This year’s maple syrup season came a little earlier than normal in New Brunswick, but right now it’s bringing a lot of promise.

“We’re looking at the forecast in the next 10 days we could make almost, what I see, half of our season in the next days because the temperatures are there. We need to freeze at night, warm during the day,” said Chateau Scoudouc co-owner Eric Haché.

He says he started watching the weather forecast in early February and knew he had to be ready for production earlier this year.

At Chateau Scoudouc, the season officially began on Sunday and the plan is to start boiling as early as Tuesday.

“For now, sugar is not there like the water is coming out but there’s not a lot of sugar in it for now, but there’s a lot of sap there,” he said.

Haché and his wife Jocelyne Bourque first started maple syrup production in 2013 and expanded their operations in 2020 after leaving the music industry due to the COVID-19 pandemic.

“We have 1,250 taps, a good kind of draw in the industry is about a litre a tree, that’s kind of a normal draw, so we’re aiming for more than that. We’d like to have 14-to-1500 litres this year,” said Haché.

Chateau Scoudouc maple syrup is pictured. (Alana Pickrell/CTV News Atlantic)

On average, experts say the season lasts about four-to-six weeks and occasionally can even last eight weeks, but it’s all dependent on what kind of weather conditions come their way.

“It seems a little similar to last year because we had very little snow, milder winter, so it seems a lot like last year, but it’s too early to say if it’s going to be good or bad,” said David Briggs, president of Briggs Maples. “We usually say wait until it’s over and we’ll tell you how good it was then.”

Briggs is a fifth generation maple producer and says while the season used to start in mid-March, lately it’s been February.

“Our bush is about an hour from here, my brother’s taking care of that this year, and it’s a 12,000 tap operation so we could see anywhere from 30-to-60 drums if it’s a good year,” he said.

Supplied records:
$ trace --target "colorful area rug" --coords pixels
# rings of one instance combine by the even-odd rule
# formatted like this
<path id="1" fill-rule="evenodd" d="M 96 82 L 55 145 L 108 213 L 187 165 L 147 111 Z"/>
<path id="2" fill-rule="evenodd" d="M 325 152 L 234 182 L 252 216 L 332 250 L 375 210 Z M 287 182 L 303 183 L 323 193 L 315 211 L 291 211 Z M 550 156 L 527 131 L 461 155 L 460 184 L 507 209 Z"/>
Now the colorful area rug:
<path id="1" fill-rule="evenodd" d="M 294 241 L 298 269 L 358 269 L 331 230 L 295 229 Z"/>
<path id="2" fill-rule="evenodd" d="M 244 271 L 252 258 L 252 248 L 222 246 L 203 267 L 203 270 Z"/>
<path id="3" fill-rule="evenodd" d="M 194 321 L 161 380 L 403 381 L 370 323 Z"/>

Instructions:
1 – According to the maple syrup article, how many taps does Chateau Scoudouc have?
2 – Please write the next part of the maple syrup article, picking up after its final sentence.

Written responses:
1 – 1,250 taps.

2 –
“Lighter syrup is typically a desirable product to make other products with. We like to see a lot of that and then as it gets further into the season we’ll see further grades come and hopefully it doesn’t get too hot too fast and we can get some of those darker grades.”

He says he’s also keeping an eye on the long-term forecast and right now, he’s hoping for a successful season.

“We hope for the best and hope for cold nights and warm days” said Briggs.

“Minus seven, eight, nine, 10 at night and plus five-to-eight or so in the daytime is perfect.”

Briggs Maples syrup is pictured. (Alana Pickrell/CTV News Atlantic)

Haché says there’s a number of conditions that can impact the annual crop, but one of the biggest factors is the fluctuating temperatures.

“The growth of the trees, the water in the ground, different things, if there’s a lot of frost in the ground, if there’s snow – right now the snow is not there, but one major condition are the temperatures freezing at night and then unfreezing,” he said.

Chateau Scoudouc is open for daily tours during March break with a French tour at 1:30 p.m. and an English one at 3 p.m.

Following this week, Haché says tours will be offered on weekends and private tours will be available for groups.

“It’s a passion for sure for me, but what I love to is we do have all of this,” he said. “We have good friends around us that help us, they’re very generous with their time to help us, and also we can have people come visit, walk and see a farming industry going.”